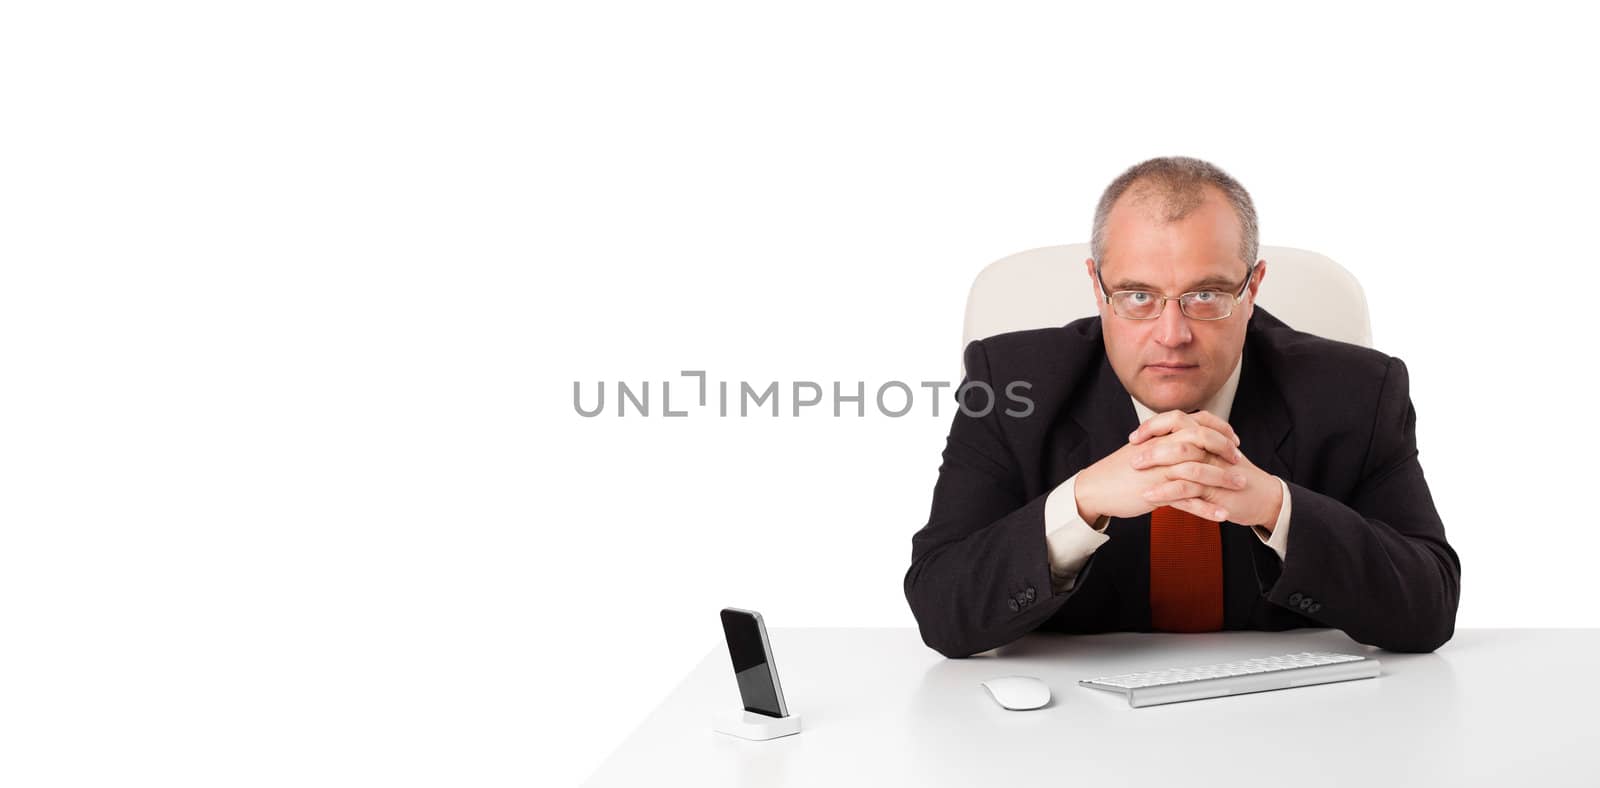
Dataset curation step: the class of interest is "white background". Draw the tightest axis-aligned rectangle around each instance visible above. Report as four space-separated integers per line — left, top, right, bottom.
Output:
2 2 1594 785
=====
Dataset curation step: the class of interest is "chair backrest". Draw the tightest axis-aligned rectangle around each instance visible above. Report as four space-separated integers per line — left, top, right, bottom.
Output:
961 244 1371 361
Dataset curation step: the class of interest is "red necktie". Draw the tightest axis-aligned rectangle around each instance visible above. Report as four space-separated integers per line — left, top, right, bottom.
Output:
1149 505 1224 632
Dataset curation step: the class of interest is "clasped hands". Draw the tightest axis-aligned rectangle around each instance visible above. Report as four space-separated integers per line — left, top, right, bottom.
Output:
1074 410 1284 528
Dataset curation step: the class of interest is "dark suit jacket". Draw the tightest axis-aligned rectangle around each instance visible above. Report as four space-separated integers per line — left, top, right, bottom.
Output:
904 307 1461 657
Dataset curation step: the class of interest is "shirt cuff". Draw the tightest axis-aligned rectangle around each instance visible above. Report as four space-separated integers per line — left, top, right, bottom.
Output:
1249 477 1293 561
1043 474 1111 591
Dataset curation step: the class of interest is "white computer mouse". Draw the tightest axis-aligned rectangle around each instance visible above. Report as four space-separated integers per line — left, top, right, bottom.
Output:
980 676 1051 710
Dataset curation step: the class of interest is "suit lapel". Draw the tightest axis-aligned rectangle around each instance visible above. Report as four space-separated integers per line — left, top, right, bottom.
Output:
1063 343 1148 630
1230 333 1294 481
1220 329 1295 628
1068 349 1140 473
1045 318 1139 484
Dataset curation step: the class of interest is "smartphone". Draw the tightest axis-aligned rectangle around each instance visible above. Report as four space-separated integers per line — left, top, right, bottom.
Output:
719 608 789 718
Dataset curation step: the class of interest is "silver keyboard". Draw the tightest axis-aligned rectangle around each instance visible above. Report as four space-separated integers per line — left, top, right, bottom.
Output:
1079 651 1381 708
=====
> TASK INSTRUCTIONS
Would you please return all lines from the listing above that contain "white"?

> COMPLETED TASK
Dataset curation step: the class of interest is "white background". Draw the tightest axis-aligned rectangle around each instance visible above. Report as four space-separated integers per line — left, top, right, bottom.
Dataset curation step: the class of interest is "white computer mouse". Draw the tightest axis-aligned rectangle around each instance visible above. Report as four space-separated integers per line — left, top, right, bottom.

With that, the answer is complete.